**Written instruction**: Reproduce the lines below word for word, starting from the first one and continuing up to and including the line with "top-left (462, 234), bottom-right (483, 260)". Leave the pictures out of your answer.

>> BEGIN Provided records

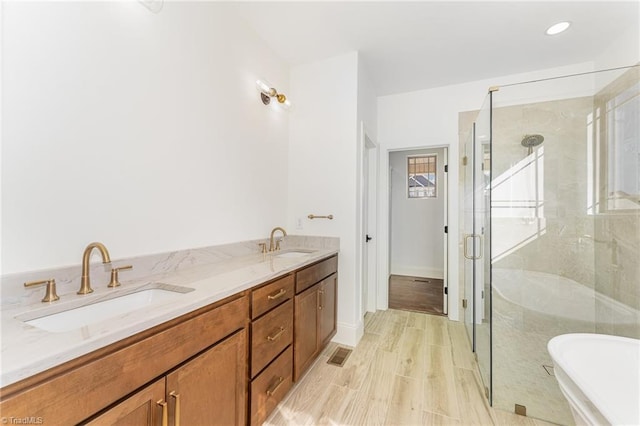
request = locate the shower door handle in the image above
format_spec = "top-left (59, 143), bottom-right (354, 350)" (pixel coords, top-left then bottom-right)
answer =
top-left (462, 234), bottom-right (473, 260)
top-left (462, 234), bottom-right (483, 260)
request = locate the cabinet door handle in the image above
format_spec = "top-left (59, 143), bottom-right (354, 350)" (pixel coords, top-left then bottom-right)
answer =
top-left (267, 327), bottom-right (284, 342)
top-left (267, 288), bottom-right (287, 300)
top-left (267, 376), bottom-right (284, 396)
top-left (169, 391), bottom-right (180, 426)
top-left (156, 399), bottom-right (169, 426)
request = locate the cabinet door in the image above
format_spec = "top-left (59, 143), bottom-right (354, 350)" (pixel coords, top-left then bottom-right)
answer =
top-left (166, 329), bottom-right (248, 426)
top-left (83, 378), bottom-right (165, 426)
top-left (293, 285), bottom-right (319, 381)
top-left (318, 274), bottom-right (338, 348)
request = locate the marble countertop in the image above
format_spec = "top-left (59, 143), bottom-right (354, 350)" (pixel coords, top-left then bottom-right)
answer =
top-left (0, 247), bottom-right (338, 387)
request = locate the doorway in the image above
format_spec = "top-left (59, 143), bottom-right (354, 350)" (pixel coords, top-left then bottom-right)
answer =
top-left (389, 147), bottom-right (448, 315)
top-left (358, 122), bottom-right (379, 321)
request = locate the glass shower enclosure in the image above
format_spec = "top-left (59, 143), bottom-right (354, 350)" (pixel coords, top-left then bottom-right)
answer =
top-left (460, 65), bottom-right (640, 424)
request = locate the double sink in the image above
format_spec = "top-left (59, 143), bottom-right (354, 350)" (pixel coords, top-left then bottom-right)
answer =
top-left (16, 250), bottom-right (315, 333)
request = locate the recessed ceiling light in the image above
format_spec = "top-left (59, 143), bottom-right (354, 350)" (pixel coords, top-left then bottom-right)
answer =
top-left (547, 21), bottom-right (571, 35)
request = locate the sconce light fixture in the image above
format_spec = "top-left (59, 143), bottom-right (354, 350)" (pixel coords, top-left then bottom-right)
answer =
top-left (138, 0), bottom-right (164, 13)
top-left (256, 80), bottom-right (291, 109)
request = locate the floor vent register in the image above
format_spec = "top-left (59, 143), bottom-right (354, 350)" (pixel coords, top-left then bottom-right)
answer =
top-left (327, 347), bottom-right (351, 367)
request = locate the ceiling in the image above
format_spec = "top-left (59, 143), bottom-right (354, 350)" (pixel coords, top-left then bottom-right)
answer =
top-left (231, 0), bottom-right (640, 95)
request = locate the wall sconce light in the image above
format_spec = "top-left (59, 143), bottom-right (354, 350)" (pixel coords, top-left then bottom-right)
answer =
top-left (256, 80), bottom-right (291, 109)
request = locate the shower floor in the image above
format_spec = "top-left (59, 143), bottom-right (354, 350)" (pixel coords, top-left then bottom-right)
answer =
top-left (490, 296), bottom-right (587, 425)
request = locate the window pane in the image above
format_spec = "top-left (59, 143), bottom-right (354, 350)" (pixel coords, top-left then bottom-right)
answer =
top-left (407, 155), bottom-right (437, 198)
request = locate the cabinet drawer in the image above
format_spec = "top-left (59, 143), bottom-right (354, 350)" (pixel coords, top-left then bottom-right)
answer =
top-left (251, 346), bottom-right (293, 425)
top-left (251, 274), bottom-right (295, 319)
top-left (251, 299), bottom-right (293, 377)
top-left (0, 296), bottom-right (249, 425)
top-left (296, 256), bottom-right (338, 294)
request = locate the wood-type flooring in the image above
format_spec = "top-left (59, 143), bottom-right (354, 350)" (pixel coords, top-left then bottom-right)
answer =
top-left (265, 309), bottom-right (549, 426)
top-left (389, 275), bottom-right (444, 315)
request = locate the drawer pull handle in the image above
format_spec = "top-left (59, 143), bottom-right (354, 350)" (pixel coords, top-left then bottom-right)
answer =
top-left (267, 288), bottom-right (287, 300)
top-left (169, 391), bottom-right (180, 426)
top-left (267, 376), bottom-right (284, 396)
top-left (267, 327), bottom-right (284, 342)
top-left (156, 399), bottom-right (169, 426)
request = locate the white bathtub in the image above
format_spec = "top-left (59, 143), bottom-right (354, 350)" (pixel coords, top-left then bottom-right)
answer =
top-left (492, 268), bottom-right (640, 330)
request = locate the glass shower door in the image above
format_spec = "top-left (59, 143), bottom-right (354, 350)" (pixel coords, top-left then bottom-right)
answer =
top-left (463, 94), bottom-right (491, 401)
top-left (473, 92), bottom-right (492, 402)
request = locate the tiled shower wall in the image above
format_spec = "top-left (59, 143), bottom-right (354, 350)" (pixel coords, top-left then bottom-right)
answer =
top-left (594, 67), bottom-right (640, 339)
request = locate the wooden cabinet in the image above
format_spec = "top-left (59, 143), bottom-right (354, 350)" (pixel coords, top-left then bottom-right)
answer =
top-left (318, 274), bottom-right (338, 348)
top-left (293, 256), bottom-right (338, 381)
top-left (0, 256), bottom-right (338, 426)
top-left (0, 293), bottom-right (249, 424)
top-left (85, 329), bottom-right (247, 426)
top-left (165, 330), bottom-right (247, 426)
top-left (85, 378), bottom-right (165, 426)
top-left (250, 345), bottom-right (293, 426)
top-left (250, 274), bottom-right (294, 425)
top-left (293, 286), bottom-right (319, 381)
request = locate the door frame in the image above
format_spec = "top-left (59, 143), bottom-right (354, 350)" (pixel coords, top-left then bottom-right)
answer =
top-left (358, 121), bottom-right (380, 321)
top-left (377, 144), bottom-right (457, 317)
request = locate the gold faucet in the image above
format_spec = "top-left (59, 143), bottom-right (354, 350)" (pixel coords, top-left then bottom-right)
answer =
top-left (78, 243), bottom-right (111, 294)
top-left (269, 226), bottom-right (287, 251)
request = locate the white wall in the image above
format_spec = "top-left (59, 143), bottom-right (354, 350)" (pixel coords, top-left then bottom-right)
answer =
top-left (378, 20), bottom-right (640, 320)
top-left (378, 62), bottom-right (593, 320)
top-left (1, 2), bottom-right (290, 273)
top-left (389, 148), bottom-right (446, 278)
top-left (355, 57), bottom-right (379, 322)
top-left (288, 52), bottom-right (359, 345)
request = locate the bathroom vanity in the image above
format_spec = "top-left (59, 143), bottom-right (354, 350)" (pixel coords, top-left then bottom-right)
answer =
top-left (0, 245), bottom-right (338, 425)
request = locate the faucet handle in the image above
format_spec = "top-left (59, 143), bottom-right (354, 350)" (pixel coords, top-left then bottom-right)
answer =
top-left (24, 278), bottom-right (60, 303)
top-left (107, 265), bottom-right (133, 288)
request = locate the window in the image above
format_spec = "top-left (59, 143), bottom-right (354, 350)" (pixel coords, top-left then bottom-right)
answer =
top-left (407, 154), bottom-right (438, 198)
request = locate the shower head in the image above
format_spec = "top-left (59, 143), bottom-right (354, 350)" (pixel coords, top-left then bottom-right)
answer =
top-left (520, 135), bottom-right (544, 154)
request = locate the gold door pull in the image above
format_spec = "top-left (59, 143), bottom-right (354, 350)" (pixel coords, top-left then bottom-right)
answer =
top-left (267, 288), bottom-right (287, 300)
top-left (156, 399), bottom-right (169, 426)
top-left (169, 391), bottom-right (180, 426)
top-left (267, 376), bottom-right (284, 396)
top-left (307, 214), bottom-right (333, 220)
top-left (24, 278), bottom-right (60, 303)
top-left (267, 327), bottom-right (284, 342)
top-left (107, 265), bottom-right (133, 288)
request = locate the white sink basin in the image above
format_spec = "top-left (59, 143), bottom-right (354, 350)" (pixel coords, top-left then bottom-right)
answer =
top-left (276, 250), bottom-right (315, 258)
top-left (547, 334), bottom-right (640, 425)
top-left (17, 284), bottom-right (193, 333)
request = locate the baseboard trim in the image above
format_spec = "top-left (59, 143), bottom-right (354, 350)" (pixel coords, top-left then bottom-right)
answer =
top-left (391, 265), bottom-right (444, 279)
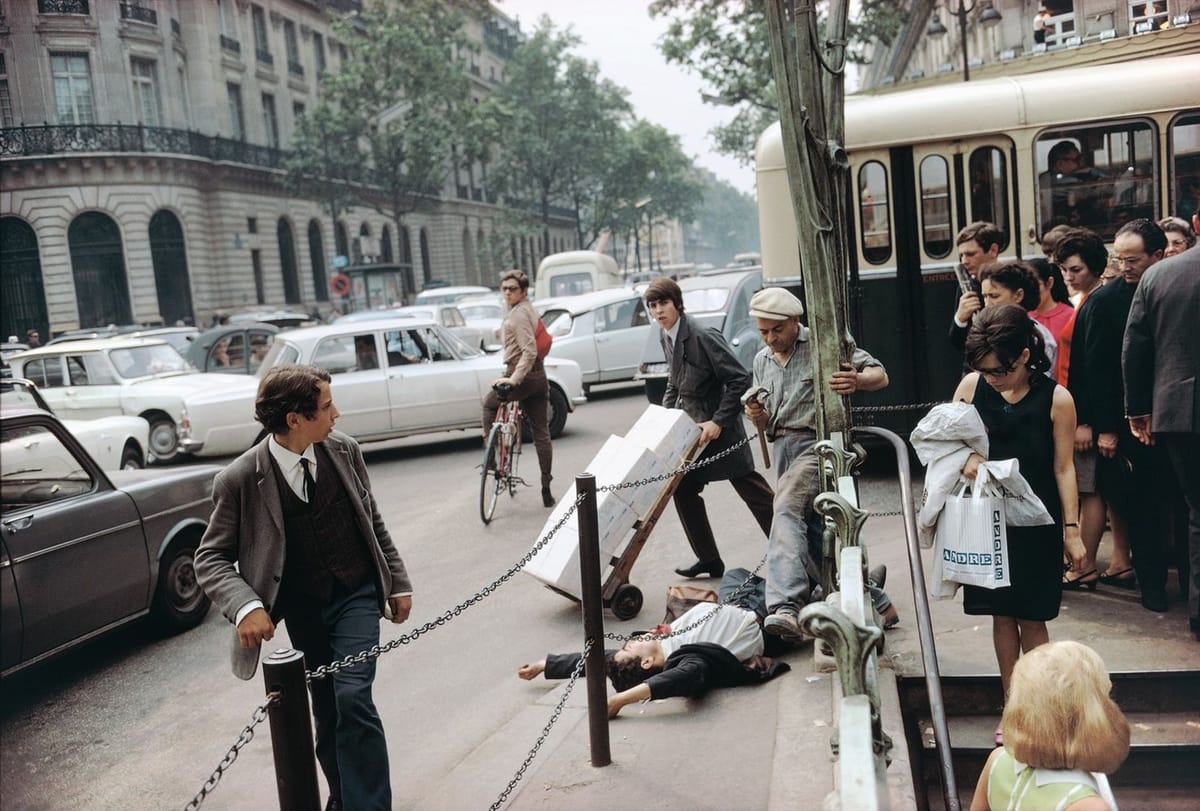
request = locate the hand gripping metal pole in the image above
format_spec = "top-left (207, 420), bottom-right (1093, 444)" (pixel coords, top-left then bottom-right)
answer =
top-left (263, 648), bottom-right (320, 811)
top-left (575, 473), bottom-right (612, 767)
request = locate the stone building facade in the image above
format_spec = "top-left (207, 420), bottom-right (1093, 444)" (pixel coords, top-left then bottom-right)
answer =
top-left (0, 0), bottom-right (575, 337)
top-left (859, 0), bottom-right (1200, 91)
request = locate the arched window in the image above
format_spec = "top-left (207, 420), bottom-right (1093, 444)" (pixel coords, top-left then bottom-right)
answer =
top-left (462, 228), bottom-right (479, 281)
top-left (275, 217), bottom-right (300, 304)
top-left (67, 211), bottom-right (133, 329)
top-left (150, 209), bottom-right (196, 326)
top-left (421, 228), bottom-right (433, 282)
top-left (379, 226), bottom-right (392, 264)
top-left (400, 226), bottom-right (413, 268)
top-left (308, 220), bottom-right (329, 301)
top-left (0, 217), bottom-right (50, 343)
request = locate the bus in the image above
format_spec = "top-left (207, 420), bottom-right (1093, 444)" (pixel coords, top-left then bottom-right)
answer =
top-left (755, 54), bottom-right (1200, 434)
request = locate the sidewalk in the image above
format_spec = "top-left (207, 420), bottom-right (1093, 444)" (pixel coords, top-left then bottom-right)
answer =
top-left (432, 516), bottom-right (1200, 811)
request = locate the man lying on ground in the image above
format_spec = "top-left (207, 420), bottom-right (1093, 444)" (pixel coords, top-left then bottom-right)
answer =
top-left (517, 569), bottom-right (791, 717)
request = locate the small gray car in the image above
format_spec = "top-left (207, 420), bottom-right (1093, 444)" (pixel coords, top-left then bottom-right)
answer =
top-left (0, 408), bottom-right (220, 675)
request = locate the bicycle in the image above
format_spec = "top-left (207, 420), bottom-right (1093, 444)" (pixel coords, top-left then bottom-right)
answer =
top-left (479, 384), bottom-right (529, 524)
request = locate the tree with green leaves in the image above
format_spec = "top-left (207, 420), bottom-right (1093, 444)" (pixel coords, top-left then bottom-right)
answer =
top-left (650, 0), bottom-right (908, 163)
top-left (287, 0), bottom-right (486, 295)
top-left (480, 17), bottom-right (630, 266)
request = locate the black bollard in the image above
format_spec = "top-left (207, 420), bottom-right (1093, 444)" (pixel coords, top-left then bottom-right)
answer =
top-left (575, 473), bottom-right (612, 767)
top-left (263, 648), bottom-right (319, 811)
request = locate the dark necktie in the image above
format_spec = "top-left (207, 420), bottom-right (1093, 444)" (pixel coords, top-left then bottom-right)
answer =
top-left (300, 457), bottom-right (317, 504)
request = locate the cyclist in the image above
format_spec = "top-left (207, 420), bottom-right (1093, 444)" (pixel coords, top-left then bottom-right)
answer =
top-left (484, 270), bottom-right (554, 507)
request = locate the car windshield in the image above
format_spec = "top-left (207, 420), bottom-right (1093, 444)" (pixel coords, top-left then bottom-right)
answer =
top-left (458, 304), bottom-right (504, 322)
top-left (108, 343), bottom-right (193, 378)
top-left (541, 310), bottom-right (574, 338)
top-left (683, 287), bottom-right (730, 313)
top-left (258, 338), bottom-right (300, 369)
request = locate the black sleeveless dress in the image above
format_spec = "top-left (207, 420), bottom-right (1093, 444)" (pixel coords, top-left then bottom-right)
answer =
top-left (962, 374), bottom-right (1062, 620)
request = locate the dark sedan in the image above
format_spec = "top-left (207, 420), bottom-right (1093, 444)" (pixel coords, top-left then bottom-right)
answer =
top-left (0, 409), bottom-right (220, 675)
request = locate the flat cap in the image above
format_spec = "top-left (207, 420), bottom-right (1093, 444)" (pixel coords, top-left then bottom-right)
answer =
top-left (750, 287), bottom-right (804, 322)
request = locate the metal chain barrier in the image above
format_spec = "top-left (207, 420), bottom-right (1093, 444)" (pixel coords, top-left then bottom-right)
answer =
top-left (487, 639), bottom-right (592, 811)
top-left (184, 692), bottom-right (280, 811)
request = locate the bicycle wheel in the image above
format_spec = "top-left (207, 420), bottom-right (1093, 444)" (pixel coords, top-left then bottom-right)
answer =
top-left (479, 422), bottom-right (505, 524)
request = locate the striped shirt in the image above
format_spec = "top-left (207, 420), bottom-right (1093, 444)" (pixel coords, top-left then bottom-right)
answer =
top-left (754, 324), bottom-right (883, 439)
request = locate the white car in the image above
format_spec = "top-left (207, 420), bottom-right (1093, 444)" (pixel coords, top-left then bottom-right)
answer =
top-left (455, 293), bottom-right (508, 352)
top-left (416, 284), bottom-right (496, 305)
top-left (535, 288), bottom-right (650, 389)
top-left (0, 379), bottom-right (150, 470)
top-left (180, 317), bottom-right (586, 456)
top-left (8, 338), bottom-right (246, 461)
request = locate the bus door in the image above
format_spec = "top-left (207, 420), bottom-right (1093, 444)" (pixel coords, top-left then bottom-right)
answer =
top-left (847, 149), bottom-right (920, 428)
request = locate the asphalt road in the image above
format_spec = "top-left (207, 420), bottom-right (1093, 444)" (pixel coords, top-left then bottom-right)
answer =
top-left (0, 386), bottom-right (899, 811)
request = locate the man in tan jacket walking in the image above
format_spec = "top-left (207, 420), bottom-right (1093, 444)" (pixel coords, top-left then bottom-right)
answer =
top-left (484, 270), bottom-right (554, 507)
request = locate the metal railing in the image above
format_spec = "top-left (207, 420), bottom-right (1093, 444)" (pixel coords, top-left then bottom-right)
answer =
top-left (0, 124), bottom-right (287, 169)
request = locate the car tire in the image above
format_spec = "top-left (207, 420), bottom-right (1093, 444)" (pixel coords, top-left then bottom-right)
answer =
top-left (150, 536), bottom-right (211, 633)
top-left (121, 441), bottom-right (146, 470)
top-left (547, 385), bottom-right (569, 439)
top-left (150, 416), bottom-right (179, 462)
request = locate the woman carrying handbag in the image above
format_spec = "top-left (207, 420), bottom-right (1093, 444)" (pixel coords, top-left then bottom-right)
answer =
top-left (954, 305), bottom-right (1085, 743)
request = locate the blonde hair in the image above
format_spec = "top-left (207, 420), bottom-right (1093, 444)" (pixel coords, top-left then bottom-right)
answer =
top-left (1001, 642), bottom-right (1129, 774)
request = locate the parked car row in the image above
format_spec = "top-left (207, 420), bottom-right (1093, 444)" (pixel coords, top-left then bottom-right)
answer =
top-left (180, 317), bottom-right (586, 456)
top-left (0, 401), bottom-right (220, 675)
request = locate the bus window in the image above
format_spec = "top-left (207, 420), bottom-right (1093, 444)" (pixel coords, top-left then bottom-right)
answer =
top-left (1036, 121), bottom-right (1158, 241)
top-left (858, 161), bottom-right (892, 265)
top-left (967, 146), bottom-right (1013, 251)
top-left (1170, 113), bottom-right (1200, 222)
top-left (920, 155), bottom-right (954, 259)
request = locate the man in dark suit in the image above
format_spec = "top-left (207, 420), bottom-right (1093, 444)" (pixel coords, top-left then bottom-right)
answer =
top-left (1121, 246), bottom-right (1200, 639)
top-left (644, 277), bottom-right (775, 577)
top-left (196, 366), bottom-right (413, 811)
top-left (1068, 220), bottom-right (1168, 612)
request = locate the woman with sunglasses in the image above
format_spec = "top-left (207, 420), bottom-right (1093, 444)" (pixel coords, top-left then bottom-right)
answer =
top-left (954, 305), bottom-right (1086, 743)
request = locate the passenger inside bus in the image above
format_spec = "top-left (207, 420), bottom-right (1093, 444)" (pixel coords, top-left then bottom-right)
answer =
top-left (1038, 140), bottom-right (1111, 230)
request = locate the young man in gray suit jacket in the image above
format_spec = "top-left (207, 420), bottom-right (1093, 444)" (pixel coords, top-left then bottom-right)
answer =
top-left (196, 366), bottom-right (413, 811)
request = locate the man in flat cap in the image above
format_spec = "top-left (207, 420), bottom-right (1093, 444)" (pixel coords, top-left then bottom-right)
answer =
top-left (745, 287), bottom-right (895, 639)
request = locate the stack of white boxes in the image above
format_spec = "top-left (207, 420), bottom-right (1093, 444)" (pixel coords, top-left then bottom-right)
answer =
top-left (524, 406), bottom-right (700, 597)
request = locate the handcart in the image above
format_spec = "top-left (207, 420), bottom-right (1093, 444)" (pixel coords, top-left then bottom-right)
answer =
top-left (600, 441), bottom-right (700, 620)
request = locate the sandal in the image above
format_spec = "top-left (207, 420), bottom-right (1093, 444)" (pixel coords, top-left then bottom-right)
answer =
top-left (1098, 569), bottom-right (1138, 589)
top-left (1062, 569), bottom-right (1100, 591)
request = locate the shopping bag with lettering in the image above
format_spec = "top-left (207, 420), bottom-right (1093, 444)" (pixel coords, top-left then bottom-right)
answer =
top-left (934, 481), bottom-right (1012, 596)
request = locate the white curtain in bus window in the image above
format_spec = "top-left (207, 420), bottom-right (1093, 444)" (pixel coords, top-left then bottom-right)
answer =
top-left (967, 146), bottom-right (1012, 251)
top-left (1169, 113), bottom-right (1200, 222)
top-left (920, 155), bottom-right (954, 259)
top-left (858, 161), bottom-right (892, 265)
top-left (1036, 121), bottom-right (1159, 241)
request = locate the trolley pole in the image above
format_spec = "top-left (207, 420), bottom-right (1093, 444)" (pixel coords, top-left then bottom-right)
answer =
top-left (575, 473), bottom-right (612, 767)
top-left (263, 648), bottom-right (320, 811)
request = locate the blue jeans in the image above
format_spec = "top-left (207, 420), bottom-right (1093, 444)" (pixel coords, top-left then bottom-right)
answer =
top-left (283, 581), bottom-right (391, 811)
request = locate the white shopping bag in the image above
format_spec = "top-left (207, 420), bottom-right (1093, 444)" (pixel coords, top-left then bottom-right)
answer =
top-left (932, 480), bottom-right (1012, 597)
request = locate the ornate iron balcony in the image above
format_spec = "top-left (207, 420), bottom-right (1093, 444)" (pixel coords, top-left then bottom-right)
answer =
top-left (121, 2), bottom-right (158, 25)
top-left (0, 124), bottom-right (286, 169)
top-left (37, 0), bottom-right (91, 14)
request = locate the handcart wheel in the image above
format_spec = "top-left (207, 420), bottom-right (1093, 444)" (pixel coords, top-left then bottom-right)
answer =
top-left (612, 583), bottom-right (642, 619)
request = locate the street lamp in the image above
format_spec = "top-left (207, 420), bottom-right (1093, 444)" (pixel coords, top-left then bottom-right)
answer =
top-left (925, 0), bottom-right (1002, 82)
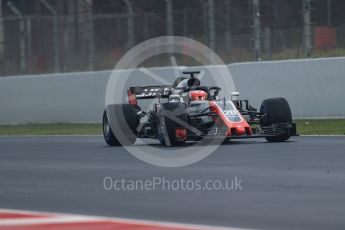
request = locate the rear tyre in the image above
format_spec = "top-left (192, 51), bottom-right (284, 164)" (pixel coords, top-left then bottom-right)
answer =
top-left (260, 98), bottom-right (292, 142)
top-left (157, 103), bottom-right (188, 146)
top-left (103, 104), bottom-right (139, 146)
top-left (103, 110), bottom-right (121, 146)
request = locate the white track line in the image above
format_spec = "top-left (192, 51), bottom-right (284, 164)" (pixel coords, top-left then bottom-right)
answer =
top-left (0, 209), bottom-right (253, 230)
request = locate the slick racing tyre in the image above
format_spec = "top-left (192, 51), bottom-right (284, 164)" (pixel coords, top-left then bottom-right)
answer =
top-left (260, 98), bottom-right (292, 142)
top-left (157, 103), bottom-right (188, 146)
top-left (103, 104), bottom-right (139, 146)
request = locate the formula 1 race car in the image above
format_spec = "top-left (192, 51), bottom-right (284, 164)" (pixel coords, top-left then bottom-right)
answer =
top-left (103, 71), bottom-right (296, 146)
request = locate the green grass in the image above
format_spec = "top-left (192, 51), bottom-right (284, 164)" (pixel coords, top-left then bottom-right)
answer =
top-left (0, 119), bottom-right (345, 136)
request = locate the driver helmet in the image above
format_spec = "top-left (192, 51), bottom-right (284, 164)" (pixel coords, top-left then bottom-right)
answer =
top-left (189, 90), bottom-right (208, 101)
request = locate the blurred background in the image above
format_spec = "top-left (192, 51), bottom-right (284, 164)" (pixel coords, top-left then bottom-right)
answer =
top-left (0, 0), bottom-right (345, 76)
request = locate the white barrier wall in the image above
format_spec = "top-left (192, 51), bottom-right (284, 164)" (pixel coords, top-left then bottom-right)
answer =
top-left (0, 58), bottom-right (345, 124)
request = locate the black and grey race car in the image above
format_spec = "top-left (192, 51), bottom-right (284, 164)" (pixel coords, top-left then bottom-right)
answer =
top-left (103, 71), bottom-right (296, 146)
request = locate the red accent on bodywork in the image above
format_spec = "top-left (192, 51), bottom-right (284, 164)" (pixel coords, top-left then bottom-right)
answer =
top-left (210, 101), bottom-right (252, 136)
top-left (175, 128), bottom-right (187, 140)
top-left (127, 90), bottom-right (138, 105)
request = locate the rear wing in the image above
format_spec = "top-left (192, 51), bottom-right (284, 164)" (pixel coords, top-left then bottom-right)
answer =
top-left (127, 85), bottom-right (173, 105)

>> END Provided records

**Final result**:
request = locate the shower door handle in the image above
format_spec = "top-left (59, 143), bottom-right (354, 350)" (pixel coords, top-left then bottom-right)
answer =
top-left (462, 234), bottom-right (473, 260)
top-left (462, 234), bottom-right (483, 260)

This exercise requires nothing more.